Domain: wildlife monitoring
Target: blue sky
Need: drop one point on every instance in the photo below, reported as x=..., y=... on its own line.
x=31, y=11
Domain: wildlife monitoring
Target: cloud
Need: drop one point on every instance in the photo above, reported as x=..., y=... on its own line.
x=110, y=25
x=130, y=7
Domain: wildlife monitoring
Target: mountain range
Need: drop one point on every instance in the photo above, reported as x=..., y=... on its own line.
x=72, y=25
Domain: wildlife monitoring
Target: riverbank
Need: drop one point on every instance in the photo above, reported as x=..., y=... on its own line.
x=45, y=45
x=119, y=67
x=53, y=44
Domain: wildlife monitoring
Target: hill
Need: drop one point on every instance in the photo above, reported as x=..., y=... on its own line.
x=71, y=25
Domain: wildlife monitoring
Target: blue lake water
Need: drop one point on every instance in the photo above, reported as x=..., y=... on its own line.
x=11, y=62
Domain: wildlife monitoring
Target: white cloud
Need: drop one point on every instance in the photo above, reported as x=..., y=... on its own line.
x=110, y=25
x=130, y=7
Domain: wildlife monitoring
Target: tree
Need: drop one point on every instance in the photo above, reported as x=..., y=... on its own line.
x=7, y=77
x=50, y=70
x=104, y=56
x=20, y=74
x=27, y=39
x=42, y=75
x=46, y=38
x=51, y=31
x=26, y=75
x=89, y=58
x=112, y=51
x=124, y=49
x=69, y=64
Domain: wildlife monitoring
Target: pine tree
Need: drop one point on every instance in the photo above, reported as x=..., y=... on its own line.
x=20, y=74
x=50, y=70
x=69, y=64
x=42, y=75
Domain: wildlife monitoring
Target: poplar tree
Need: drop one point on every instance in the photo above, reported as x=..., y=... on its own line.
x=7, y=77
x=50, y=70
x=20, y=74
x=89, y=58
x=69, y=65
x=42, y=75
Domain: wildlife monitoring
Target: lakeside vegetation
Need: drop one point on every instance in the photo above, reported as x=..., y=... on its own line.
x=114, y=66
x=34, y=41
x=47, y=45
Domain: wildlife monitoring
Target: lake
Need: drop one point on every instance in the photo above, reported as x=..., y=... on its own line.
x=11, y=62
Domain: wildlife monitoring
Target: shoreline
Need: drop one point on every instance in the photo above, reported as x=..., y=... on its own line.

____

[Instructions for the task]: Only the lines from the first line of the material above through the line that contains "Target: hill" should be quoted, each one exactly.

[Answer]:
Domain: wildlife monitoring
Target: blue sky
Need: drop one point on every instance in the photo below, reported as x=..., y=... on its own line.
x=31, y=11
Domain: wildlife monitoring
Target: cloud
Need: drop one point on every instance in the photo above, reported as x=..., y=... on its own line.
x=110, y=25
x=130, y=7
Domain: wildlife monitoring
Target: mountain range
Need: drop one point on every instance in the photo above, reported as x=..., y=... on its own line.
x=72, y=25
Domain: wildlife monitoring
Target: riverbank
Need: drop one point on every instance in the photo above, reported as x=..., y=... on its own line.
x=45, y=45
x=119, y=67
x=53, y=44
Domain: wildlife monitoring
Target: hill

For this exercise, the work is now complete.